- Text section
Re: How to survive a brief but complete network outage in MC/SG ?

Clay,

The problem is, the situation warrants that we *can not * have partial network failure. Only private hearttbeat LAN will remain up.

Public nw ( with all VLANs/Subnets) is going down completely for few mins.

So the question is,

Will the cluster or pkgs survive it, if pkg switching disabled and recover w/o any intervention ?
A. Clay Stephenson
Acclaimed Contributor

Re: How to survive a brief but complete network outage in MC/SG ?

Okay, about the best answer anyone can give you is "maybe" because we haven't tested your package control scripts. If this were me, I would do a package halt and restart after the network is back up. At least this way, you are in a controlled and well-defined
state. I would rather be in the position of saying "this will work" rather than "this may work" or "I think this will work" --- especially if business continuity is on the line. Besides, how do you know that all the network is going to be back up in 5 minutes?
I sure wouldn't trust anyone if they told me that.

All of this should have really been tested on your Sandbox Cluster/Network and then you could answer the question. Don't have one because it's too expensive? This is why you have one.
If it ain't broke, I can fix that.
Jeff Schussele
Honored Contributor

Re: How to survive a brief but complete network outage in MC/SG ?

Hi Q,

I will repeat...

IF you set the polling interval on the public LANs *high* enough to exceed the "anticipated" outages - YES. Otherwise - NO.
But AGAIN consider these three things:
1) This will cause any "normal" (term evidently used loosely in your orginization) network outages to cause *much* higher failover times
2) Ditto for any NIC failure
3) Do you seriously think that the times the network folks give you are realistic?

My 2 cemts,
Jeff

P.S. To me this is a situation that *begs* to be solved at a much deeper level than you appear to realize. Clusters are absolutely useless in light of an attitude that appears to be in play here.

P.P.S Please don't take this personally, but there *are* things that need to be stood up to in our profession & IMHO this is definitely one of them.

Best Rgds,
Jeff
PERSEVERANCE -- Remember, whatever does not kill you only makes you stronger!
rick jones
Honored Contributor

Re: How to survive a brief but complete network outage in MC/SG ?

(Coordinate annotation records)

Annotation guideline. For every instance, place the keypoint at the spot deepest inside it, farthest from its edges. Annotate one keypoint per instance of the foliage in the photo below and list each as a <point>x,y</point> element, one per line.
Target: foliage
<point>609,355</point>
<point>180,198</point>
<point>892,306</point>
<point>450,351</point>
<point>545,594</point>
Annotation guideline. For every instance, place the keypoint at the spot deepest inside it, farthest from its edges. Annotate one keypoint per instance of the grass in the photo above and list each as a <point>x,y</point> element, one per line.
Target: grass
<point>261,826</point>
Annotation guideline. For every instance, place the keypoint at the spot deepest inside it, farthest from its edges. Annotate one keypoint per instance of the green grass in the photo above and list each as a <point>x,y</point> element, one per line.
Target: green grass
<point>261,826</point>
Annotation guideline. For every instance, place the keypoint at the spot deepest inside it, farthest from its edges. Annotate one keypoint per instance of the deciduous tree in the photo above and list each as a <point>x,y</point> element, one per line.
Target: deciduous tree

==

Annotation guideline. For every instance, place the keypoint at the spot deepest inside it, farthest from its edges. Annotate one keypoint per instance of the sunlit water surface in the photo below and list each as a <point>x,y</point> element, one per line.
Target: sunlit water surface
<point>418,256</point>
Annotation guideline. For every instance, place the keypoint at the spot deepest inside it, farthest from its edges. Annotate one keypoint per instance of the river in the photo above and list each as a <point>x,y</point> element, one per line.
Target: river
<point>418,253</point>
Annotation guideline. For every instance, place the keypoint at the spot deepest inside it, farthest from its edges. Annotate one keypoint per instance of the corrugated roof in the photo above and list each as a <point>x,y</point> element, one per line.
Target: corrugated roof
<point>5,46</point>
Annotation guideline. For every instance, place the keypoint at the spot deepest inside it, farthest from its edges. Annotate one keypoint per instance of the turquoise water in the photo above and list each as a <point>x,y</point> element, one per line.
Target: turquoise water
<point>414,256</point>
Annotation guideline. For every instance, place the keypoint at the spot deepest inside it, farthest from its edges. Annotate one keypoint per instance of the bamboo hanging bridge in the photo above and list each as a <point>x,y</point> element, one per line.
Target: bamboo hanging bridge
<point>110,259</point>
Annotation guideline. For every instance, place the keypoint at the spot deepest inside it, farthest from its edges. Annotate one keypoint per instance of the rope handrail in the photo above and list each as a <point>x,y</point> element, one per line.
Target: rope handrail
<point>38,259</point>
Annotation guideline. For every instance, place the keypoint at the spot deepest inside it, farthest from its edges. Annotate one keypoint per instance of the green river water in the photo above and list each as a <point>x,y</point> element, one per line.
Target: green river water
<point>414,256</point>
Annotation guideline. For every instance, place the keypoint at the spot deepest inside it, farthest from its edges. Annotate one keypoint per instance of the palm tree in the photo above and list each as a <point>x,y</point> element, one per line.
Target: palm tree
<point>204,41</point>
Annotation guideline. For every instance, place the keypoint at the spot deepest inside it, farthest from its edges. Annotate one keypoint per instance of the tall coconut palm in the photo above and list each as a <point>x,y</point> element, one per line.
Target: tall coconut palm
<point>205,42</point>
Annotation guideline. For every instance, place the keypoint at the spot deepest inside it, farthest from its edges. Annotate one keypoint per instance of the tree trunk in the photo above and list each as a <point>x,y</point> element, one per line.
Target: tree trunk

--

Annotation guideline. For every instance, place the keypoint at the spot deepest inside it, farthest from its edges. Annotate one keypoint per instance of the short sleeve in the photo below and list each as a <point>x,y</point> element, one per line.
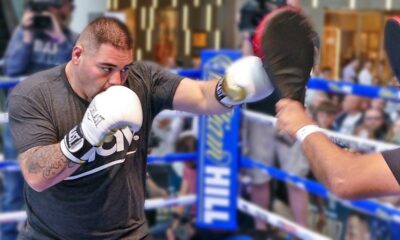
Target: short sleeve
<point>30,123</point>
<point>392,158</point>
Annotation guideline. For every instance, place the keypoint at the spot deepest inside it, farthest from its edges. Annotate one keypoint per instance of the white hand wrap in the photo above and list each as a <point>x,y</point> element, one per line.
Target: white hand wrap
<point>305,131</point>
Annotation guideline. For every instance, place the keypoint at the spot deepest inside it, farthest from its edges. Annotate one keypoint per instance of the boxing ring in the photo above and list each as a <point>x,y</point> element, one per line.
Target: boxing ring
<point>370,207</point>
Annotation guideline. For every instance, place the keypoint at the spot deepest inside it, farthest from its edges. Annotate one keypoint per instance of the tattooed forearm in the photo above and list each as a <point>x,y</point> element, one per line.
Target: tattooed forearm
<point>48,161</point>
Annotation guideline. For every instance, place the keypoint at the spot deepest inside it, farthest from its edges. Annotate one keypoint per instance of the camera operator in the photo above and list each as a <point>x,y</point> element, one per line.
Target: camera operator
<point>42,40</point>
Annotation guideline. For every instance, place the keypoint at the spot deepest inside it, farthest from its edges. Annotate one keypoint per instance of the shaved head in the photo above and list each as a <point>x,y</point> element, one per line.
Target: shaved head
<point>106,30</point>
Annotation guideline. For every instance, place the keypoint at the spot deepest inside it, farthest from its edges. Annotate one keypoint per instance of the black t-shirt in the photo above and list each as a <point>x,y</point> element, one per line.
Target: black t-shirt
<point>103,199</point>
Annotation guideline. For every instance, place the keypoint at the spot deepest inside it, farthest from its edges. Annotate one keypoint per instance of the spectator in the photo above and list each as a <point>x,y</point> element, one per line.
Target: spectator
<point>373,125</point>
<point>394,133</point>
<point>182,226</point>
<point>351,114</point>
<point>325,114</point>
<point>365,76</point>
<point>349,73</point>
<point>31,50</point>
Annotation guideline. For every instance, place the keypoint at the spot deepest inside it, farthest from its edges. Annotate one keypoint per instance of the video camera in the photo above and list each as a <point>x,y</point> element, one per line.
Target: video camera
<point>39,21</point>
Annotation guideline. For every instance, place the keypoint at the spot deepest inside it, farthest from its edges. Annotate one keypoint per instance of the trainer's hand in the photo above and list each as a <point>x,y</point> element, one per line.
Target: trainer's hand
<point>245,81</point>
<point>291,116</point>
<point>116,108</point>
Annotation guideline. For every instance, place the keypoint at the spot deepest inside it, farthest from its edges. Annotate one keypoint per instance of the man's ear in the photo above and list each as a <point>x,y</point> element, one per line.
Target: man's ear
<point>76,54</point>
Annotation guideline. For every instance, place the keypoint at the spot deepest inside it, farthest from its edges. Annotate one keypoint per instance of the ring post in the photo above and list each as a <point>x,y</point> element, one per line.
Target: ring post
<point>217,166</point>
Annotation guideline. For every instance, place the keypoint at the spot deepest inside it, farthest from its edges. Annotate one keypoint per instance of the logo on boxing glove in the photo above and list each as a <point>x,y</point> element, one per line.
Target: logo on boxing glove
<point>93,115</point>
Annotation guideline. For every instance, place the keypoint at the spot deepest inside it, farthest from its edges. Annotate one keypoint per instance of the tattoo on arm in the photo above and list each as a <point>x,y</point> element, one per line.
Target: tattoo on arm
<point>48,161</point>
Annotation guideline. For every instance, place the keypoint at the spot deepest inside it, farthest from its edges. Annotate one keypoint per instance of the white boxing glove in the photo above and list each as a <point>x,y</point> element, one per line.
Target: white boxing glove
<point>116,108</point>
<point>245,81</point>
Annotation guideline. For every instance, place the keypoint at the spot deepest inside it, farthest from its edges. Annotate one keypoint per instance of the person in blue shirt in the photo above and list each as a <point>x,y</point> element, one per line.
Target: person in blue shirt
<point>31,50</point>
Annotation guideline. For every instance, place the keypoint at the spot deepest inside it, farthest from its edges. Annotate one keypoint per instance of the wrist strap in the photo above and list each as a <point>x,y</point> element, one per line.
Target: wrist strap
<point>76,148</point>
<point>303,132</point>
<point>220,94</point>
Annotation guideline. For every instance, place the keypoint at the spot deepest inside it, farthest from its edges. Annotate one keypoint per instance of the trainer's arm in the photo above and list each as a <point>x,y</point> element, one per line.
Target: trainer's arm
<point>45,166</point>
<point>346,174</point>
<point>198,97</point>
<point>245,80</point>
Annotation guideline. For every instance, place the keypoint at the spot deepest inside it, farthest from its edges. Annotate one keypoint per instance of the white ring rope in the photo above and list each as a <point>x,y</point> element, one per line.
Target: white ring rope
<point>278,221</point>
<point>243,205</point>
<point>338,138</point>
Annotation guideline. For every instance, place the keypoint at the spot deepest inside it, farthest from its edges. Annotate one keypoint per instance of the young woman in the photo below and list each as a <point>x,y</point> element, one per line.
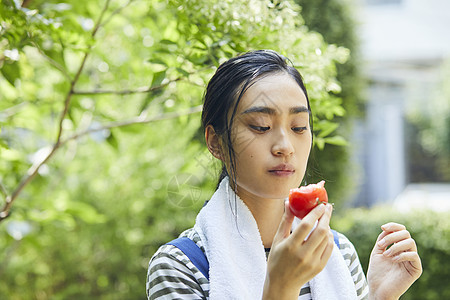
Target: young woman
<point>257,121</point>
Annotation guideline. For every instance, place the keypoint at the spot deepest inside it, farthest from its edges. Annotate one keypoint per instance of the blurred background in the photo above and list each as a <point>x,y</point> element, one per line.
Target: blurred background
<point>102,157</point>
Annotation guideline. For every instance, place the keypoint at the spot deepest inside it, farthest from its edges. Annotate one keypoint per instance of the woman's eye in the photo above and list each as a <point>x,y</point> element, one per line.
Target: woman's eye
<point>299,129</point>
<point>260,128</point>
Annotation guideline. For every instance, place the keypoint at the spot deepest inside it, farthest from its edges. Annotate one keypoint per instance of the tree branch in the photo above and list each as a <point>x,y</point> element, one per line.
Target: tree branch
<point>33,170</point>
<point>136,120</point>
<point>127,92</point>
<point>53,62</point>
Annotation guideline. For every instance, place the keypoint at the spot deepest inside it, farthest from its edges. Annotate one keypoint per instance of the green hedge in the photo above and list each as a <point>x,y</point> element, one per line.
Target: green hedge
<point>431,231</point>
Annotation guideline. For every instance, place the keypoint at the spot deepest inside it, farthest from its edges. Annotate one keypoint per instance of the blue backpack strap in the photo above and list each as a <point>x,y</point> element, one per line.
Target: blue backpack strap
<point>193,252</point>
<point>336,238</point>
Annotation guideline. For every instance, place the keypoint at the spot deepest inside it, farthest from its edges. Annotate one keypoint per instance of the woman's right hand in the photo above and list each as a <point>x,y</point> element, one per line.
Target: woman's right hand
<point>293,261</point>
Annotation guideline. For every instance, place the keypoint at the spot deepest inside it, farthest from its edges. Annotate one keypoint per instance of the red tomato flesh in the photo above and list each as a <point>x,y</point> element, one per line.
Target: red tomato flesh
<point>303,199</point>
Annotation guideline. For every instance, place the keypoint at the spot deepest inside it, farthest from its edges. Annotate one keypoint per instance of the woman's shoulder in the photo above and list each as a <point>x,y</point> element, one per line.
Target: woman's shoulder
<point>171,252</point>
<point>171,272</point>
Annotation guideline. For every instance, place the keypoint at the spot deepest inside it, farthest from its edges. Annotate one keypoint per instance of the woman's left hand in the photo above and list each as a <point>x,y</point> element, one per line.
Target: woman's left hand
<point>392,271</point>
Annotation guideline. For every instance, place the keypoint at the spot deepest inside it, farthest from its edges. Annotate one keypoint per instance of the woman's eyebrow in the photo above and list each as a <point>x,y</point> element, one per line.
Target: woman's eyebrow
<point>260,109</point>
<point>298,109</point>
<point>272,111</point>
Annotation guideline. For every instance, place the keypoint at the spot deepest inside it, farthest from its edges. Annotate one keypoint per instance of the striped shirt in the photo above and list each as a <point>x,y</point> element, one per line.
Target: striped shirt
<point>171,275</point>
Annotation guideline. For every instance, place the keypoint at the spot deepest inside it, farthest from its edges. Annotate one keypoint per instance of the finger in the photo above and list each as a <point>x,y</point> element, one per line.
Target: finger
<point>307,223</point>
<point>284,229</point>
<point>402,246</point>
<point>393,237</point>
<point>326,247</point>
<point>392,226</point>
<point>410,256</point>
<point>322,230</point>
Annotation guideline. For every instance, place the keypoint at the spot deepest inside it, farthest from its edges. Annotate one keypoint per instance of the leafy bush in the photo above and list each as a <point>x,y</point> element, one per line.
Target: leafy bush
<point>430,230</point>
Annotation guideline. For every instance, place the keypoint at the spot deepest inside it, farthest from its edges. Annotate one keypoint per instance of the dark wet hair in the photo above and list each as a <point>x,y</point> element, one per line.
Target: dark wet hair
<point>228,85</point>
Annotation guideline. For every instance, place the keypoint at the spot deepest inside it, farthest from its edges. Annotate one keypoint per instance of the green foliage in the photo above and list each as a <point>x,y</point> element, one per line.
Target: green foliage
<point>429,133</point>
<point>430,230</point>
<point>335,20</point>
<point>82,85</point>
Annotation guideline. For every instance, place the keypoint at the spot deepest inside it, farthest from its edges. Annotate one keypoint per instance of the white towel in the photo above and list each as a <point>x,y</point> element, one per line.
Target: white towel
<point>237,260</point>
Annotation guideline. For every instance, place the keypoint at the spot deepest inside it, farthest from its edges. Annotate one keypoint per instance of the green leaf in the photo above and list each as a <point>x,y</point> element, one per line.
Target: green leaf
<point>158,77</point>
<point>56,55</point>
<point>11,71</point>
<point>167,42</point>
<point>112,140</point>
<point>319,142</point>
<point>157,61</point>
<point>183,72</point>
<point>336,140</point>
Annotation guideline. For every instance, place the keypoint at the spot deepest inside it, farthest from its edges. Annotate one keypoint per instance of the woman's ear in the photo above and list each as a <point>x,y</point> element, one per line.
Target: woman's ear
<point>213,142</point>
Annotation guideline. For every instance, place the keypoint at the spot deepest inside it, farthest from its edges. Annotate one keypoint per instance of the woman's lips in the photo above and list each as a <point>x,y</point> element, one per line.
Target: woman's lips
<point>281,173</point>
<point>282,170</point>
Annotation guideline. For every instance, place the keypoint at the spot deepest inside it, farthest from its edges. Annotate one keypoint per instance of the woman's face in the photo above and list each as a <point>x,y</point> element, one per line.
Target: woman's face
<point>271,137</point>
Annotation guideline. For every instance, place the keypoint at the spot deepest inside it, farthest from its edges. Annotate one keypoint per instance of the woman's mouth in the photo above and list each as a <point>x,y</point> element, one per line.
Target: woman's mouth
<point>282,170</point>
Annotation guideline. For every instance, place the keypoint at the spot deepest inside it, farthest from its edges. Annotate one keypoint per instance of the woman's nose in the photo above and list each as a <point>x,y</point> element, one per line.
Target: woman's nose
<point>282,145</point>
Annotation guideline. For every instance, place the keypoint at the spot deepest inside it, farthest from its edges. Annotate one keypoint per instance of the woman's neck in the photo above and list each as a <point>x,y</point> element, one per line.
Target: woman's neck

- Stated problem
Repeat word for word the part of the forum thread on surviving a network outage that opens with the words containing "I sure wouldn't" and closes with "can fix that.".

- Solution to the exercise
I sure wouldn't trust anyone if they told me that.

All of this should have really been tested on your Sandbox Cluster/Network and then you could answer the question. Don't have one because it's too expensive? This is why you have one.
If it ain't broke, I can fix that.